- Problem to solve -
Exact retyping of the data: please keep every word and drop each picture.

==== Listed entries

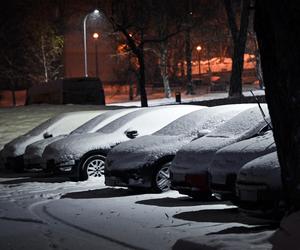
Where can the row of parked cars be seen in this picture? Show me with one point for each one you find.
(225, 151)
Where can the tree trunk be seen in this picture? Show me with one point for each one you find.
(142, 79)
(164, 68)
(279, 40)
(44, 59)
(239, 37)
(13, 94)
(188, 58)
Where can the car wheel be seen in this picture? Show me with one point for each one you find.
(92, 167)
(161, 179)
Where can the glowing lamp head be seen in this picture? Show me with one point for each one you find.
(95, 35)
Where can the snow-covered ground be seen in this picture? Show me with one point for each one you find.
(205, 97)
(38, 212)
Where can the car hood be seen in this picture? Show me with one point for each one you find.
(262, 170)
(36, 149)
(73, 147)
(17, 146)
(196, 156)
(230, 159)
(144, 151)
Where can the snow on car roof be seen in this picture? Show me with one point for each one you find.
(140, 118)
(252, 145)
(101, 120)
(245, 122)
(65, 122)
(203, 119)
(262, 170)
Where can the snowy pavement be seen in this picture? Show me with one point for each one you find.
(38, 212)
(53, 213)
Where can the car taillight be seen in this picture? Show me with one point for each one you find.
(197, 180)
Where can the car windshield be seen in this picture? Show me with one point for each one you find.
(90, 125)
(120, 122)
(248, 122)
(200, 120)
(45, 125)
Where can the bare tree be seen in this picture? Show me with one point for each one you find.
(279, 40)
(239, 37)
(131, 18)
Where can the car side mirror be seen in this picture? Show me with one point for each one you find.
(47, 135)
(131, 134)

========

- Result of the task -
Where can the row of parked cars be seen in this picture? Show me with one point for each one you find.
(225, 151)
Where can the tree trunk be seen in this picture? Show me with one point for each one you find.
(142, 79)
(164, 68)
(279, 40)
(44, 59)
(239, 37)
(13, 94)
(188, 58)
Where can the car wheel be seen in this picture? Show me with one point for each one you find.
(92, 167)
(161, 179)
Where can the glowing lamp head be seen in this picture? Show me with one point for each one you find.
(95, 35)
Where can the snow-covered ground be seen in this picture? Show me with one point for each one you find.
(205, 97)
(38, 212)
Where can the car hood be seen in this picture? Show me with one point for each one you find.
(262, 170)
(36, 149)
(73, 147)
(17, 146)
(196, 156)
(230, 159)
(144, 151)
Where can the snow on car roof be seen in this picture? Show me with one point for each one you find.
(140, 118)
(252, 145)
(101, 120)
(245, 122)
(65, 122)
(203, 119)
(262, 170)
Where can the snowy pavement be seen in this picture? Show me with one point for each one you find.
(38, 212)
(53, 213)
Where can the car taillight be seen in this picture? Show me with one point for each one you find.
(197, 180)
Where can the car windshield be seen in this picture? Show me with one point for each one you find.
(90, 125)
(120, 122)
(248, 122)
(200, 120)
(45, 125)
Where can the bare tree be seen in this picture? Show me with one point for each one you find.
(279, 40)
(239, 37)
(131, 18)
Where can the car side mirror be seen in this picture? Show me with one point for each one you find.
(47, 135)
(131, 134)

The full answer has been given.